#### Estratto scelto ####
Come era prevedibile, le elezioni politiche del 25 settembre hanno registrato una chiara vittoria dello schieramento di destra e, al suo interno, il trionfo di Fratelli d'Italia e della sua leader Giorgia Meloni. FdI ha ottenuto un numero di consensi maggiore rispetto alla somma di quelli ottenuti dai suoi due alleati principali, vale a dire Lega e Forza Italia. Il che, anche grazie a una legge elettorale assai discutibile, consegna a FdI e ai suoi alleati una maggioranza parlamentare che, almeno sulla carta, dovrebbe essere garanzia di una stabilità tale da permettere scelte politiche nette. Per la prima volta il nostro Paese potrebbe avere un Primo ministro donna, che però non proviene dallo schieramento in cui le battaglie per l'emancipazione femminile si sono tradizionalmente collocate, ma addirittura da un partito che nel suo simbolo esibisce la fiamma tricolore, per di più a un secolo esatto dalla fatidica Marcia su Roma.
####
**Il tuo obiettivo**
Le tre affermazioni seguenti concordano con l'estratto sulle elezioni del 25 settembre? Per ciascuna rispondi sì o no e cita alla lettera le parole dell'estratto che decidono la risposta.
1. Fratelli d'Italia ha ottenuto più consensi di Lega e Forza Italia messe insieme.
2. L'estratto giudica positivamente la legge elettorale.
3. La possibile prima Presidente del Consiglio donna proviene dallo schieramento in cui si sono tradizionalmente collocate le battaglie per l'emancipazione femminile.
I dati riportati qui non hanno alcun legame con l'estratto.
#### Estratti dei dati ####
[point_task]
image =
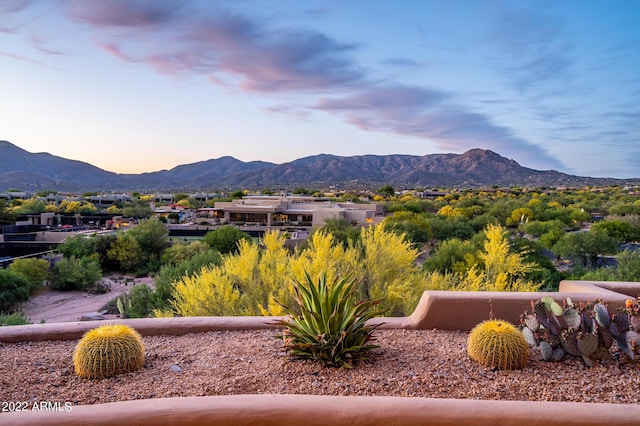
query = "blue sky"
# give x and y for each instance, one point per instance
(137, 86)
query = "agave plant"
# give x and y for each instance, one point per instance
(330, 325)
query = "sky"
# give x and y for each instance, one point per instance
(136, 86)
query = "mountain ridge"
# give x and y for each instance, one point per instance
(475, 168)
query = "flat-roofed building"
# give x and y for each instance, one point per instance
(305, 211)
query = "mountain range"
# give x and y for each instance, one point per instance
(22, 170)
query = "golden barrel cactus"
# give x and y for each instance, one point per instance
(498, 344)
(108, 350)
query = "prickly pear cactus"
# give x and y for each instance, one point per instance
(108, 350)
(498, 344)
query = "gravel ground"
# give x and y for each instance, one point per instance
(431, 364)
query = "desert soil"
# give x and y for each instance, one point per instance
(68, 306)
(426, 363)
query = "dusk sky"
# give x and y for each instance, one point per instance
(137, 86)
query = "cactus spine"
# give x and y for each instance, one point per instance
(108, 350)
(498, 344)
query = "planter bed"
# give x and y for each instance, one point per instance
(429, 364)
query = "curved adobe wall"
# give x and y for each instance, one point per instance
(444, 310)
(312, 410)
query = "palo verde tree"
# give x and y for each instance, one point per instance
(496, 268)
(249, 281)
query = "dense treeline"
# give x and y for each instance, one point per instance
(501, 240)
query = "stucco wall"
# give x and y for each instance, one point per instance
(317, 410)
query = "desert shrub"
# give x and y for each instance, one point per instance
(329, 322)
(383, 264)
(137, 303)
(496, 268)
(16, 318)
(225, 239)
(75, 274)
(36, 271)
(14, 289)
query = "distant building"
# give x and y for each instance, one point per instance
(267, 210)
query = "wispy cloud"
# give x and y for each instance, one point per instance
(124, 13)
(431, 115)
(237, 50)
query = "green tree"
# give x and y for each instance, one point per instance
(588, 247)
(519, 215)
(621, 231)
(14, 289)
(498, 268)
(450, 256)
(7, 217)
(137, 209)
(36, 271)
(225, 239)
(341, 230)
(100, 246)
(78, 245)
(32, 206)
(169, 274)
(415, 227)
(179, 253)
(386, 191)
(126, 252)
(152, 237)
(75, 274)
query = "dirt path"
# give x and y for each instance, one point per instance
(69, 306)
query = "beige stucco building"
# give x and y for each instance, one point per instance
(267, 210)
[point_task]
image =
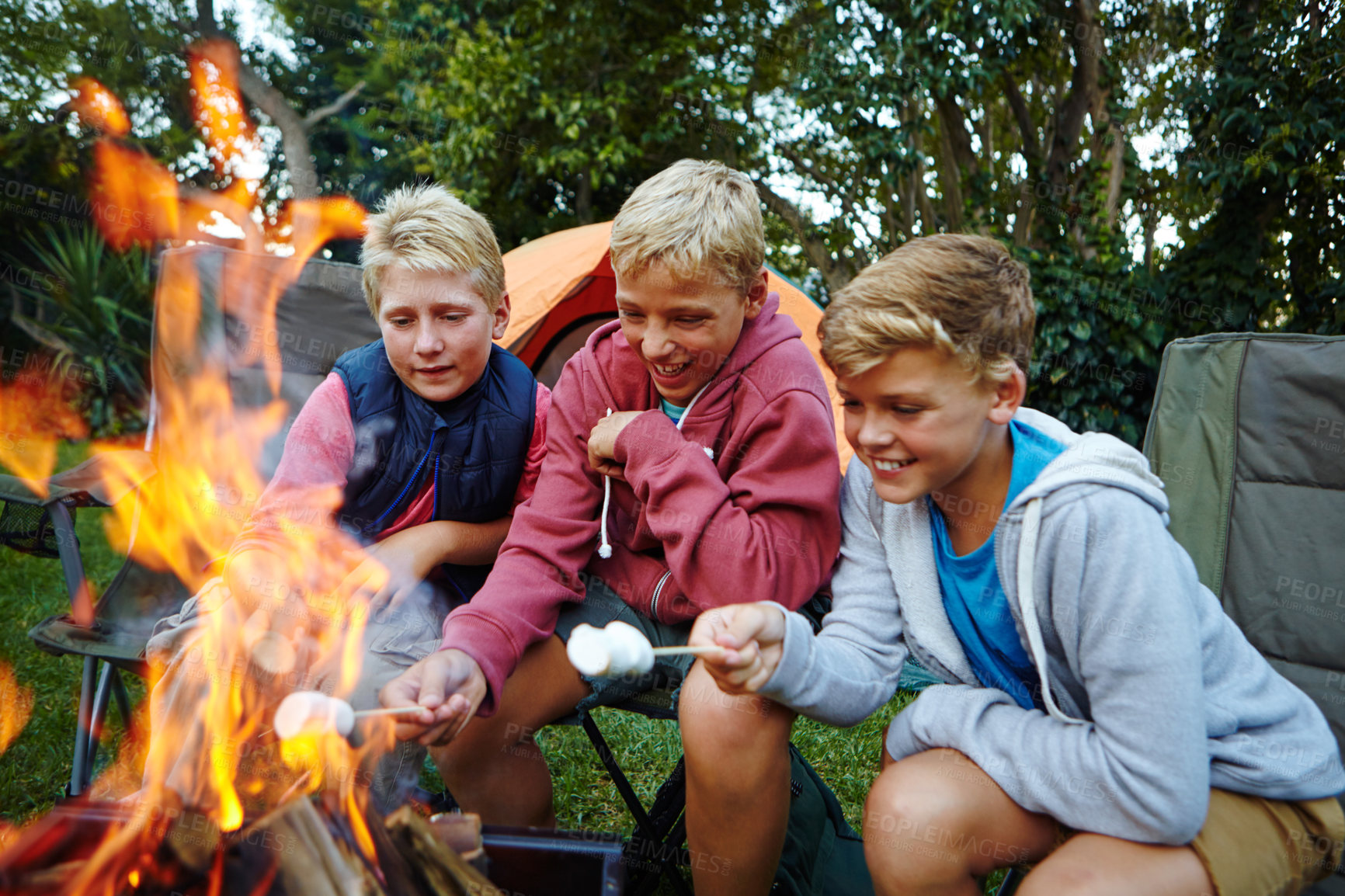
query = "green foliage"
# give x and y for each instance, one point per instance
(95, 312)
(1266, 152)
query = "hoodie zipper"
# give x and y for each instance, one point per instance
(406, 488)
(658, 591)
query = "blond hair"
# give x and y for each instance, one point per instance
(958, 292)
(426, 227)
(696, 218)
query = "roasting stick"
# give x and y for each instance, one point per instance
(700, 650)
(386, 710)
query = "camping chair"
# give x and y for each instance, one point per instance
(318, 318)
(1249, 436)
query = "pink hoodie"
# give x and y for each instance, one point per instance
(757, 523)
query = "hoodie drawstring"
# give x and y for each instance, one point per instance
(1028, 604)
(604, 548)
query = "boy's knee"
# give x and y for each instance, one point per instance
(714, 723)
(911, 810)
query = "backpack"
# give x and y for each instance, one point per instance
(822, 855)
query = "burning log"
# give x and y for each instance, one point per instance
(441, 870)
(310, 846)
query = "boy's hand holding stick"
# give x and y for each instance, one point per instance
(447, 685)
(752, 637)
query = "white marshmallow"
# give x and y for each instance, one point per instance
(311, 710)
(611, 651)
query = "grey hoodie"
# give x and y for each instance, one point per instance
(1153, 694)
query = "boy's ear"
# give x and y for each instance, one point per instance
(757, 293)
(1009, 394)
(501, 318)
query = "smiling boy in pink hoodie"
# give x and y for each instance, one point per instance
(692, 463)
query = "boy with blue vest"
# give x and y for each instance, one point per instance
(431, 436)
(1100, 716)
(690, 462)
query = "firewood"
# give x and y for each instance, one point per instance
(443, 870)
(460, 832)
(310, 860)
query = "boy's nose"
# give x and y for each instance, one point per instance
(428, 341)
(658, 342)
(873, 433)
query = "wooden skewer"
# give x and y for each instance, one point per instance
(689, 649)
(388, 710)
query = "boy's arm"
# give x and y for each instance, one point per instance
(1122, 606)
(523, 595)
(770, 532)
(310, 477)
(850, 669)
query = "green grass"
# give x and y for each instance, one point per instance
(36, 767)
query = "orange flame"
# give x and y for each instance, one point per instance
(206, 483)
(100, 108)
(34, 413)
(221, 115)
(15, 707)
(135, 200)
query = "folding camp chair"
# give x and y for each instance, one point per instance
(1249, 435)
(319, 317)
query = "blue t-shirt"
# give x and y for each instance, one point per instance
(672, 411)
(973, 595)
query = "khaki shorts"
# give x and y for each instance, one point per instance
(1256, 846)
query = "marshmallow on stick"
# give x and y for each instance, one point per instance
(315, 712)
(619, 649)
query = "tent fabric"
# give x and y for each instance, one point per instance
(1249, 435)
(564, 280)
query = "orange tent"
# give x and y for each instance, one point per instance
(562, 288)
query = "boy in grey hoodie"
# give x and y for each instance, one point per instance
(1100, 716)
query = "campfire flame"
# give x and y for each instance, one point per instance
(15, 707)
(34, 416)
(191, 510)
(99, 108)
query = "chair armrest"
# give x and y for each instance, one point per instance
####
**Soluzione**
1. Sì: "FdI ha ottenuto un numero di consensi maggiore rispetto alla somma di quelli ottenuti dai suoi due alleati principali, vale a dire Lega e Forza Italia".
2. No: "una legge elettorale assai discutibile".
3. No: "che però non proviene dallo schieramento in cui le battaglie per l'emancipazione femminile si sono tradizionalmente collocate".